**Selection**
• • • • • • •

In the sixth book of the Harry Potter series, “Harry Potter and the Half Blood Prince,” there’s a scene from Albus Dumbledore’s funeral in which Harry sits there and realizes saving the world is on him at this point. It symbolizes the need to realize accountability for one’s responsibilities and reads as follows:

“And Harry saw very clearly as he sat there under the hot sun how people who cared about him had stood in front of him one by one, his mother, his father, his godfather, and finally Dumbledore, all determined to protect him; but now that was over. He could not let anybody else stand between him and Voldemort; he must abandon forever the illusion he ought to have lost at the age of one, that the shelter of a parent’s arms meant that nothing could hurt him. There was no waking from this nightmare, no comforting whisper in the dark that he was safe really, that it was all in his imagination; the last and greatest of his protectors had died, and he was more alone than he had ever been.”

I thought about this scene while thinking about the position to Jeanie Buss in currently. To this point, Buss has lived a very charmed life when it comes to Lakers analysis. When Jim Buss and Mitch Kupchak were around, she could wash her hands completely of any mistakes they made because, a) she didn’t put them in those positions and, b) her job was to focus on the business side of the organization anyway.

When Jeanie completed her coup two years ago, forcing Jim to step away and firing Mitch Kupchak altogether, she took her first steps in assuming responsibility for the Lakers’ direction. In a matter of hours, however, she appointed Magic Johnson as president of basketball operations and assigned him Rob Pelinka as general manager.

From that point on, she stated at every turn that she would be once again focusing on the business aspect of the Lakers and trusted those she hired completely to handle basketball.

Magic was seen by many at the time of his hiring as the greatest Laker of all time. For most, that remains the case. But with him gone, Jeanie’s last and greatest protector is now out of the picture and, like Harry, she’ll have to assume full responsibility for where the Lakers go from here.

There are no more Laker greats stepping up to assume that role, especially now that they’ve seen how it went for Magic.

Kobe Bryant has separated himself from the Lakers anytime he’s been asked about his interest in helping with the team.

Pat Riley says he’s still focused on the Miami Heat.

Kareem Abdul-Jabbar has never appeared all that intrigued by a front office position, nor have the Lakers ever seemed interested in giving him one.

Jerry West might be convinced to come to the Lakers, but all signs point to his relationship with Jeanie being beyond the point of recovery.

Oh, and Phil Jackson was such a disaster with the New York Knicks that he can’t be seriously considered at this point, and that’s before you get to his and Jeanie’s failed engagement and the complications that would stem from them becoming co-workers afterwards.

• • • • • • •

(Dataset extracts labeled with boxes)

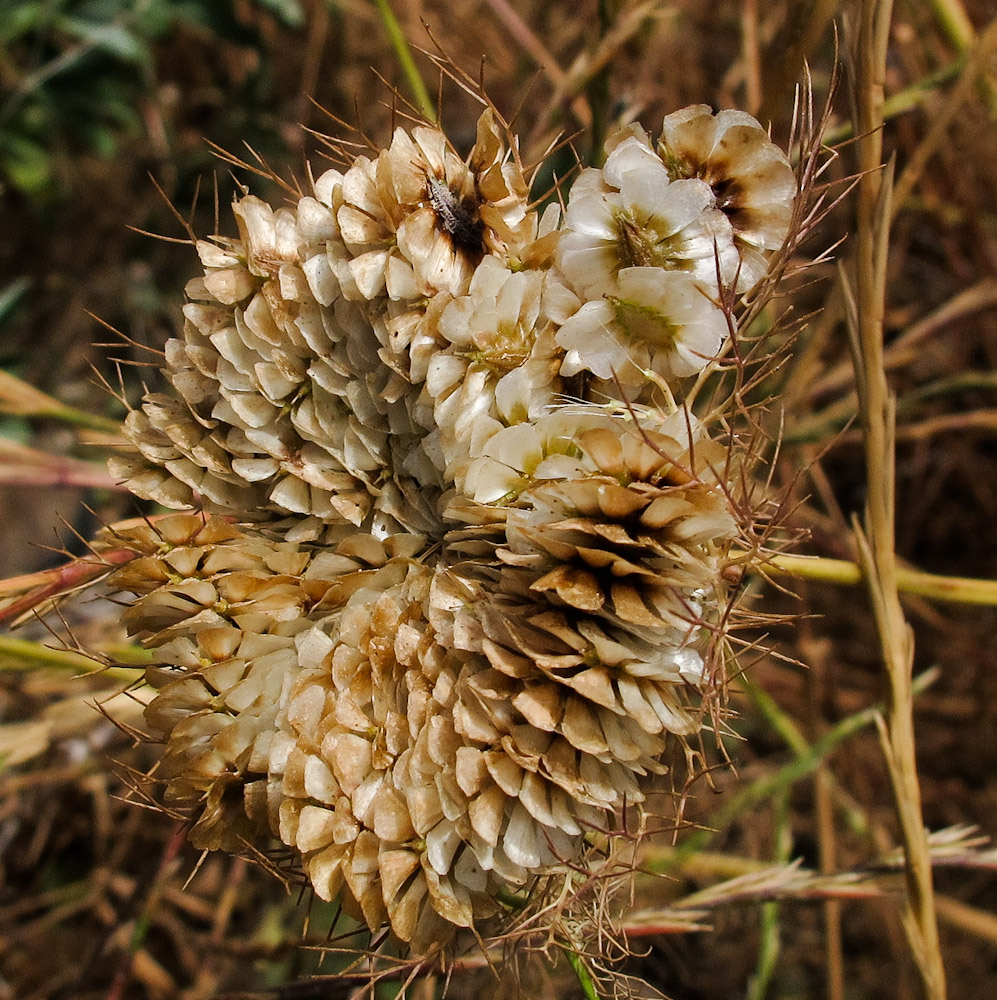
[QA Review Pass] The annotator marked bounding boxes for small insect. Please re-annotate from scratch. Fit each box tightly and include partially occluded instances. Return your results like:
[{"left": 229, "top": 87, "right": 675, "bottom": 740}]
[{"left": 426, "top": 177, "right": 484, "bottom": 252}]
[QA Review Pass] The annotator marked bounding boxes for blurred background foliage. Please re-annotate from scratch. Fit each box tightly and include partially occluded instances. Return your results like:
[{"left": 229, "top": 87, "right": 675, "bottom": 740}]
[{"left": 0, "top": 0, "right": 997, "bottom": 1000}]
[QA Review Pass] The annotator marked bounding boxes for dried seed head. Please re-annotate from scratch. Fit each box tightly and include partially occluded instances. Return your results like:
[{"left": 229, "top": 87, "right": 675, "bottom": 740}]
[{"left": 106, "top": 95, "right": 792, "bottom": 951}]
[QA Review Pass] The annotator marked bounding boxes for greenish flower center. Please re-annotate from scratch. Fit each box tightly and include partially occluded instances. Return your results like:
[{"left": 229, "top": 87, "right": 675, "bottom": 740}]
[{"left": 609, "top": 296, "right": 679, "bottom": 347}]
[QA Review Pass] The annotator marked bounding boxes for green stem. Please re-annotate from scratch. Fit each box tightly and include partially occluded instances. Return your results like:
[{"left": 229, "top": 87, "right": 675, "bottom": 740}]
[
  {"left": 374, "top": 0, "right": 436, "bottom": 122},
  {"left": 824, "top": 56, "right": 969, "bottom": 146},
  {"left": 747, "top": 791, "right": 793, "bottom": 1000},
  {"left": 647, "top": 670, "right": 937, "bottom": 874},
  {"left": 561, "top": 945, "right": 600, "bottom": 1000},
  {"left": 764, "top": 553, "right": 997, "bottom": 607}
]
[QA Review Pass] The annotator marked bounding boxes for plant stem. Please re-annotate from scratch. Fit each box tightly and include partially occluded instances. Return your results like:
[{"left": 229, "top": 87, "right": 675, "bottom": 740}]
[
  {"left": 374, "top": 0, "right": 436, "bottom": 122},
  {"left": 764, "top": 553, "right": 997, "bottom": 607},
  {"left": 561, "top": 945, "right": 599, "bottom": 1000},
  {"left": 853, "top": 0, "right": 945, "bottom": 1000}
]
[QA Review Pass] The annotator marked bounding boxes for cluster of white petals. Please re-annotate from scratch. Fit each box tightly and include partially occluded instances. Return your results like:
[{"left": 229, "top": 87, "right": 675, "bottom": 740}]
[{"left": 107, "top": 108, "right": 795, "bottom": 951}]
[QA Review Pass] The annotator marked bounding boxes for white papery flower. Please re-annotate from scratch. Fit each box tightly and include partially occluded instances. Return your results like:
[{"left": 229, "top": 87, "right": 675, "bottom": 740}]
[
  {"left": 658, "top": 104, "right": 796, "bottom": 287},
  {"left": 557, "top": 267, "right": 728, "bottom": 386},
  {"left": 426, "top": 257, "right": 560, "bottom": 489},
  {"left": 557, "top": 128, "right": 738, "bottom": 299}
]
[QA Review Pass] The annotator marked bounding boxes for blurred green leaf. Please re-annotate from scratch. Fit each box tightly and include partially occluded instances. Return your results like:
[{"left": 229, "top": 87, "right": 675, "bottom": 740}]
[
  {"left": 60, "top": 18, "right": 152, "bottom": 63},
  {"left": 256, "top": 0, "right": 305, "bottom": 28},
  {"left": 0, "top": 275, "right": 31, "bottom": 327},
  {"left": 0, "top": 132, "right": 52, "bottom": 196}
]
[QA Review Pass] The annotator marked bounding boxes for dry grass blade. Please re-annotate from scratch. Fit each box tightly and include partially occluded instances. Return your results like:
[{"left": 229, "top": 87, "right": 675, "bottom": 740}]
[{"left": 854, "top": 0, "right": 945, "bottom": 1000}]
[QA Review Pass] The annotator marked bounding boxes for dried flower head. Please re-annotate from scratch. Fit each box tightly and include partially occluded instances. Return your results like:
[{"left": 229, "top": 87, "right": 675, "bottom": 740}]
[{"left": 101, "top": 99, "right": 791, "bottom": 952}]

• • • • • • •

**Problem details**
How would the article above on Jeanie Buss and the Lakers go on? Write its next part, starting right after its final sentence.

**Exercise response**
All this leaves is Jeanie. It should surprise no one that she’s clung to Rob Pelinka even when the prudent move was to clean house altogether. He’s the last vestige of Kobe and as such, she might think he could serve as at least a temporary shield in case this doesn’t end well.

If that’s what she thinks, though, she couldn’t be more wrong.

It’s one thing to fail with the first hires she made. She was inexperienced and valued the wrong things at the time. Fortunately for Jeanie, even while Magic’s desire to return to the freedom of Twitter was hugely embarrassing for everyone involved, he leaves no lasting damage in the way Jim and Mitch did. The Lakers remain hugely salvageable at this point actually, with LeBron James and the young core still being around, with enough cap space to team them with another all-star to boot.

So while one misfire on front office hires is forgivable — and maybe even understandable — for an owner that has never had to make such decisions before, it’s another thing altogether to whiff twice, and especially if it’s for the same reasons.

Jeanie targeted Magic with zero candidate search out of her personal ties to Johnson, and then immediately thereafter appointed Pelinka due to his proximity to Kobe. For her to be presented with this promising an opportunity to make up for those mistakes and then double down by moving forward with Pelinka again, all without at least fielding an interview or two, would place her squarely in the sights of anyone looking for blame should this not work out.

Now, maybe Pelinka is actually a shrewd executive who was being held back by Magic’s poor work ethic and volatile nature in making decisions. It’s certainly what everyone has to hope for. However, if he isn’t, and the Lakers squander not only this opportunity to right Jeanie’s wrongs, but also waste the three years LeBron committed to the organization, the blame should and will fall squarely on her shoulders. Especially if keeping Pelinka is precluding the Lakers from some of the top executives the NBA has to offer, as many around the situation seem to think.

Buss has maintained plausible deniability through her focus on “the business.” The thing with a professional basketball team, however, is: The basketball is the business. Without basketball decisions being made intelligently, the business is going to suffer. This was always the case, but Jeanie had figured out a way to get fans to not really consider that relationship.

At its core, Harry Potter as a series was about the need to grow up, make tough choices and then deal with the consequences of those decisions. While Harry’s childhood was littered with those who tried to stand between him and his fate, he eventually realized that and did what he had to in order to save the world.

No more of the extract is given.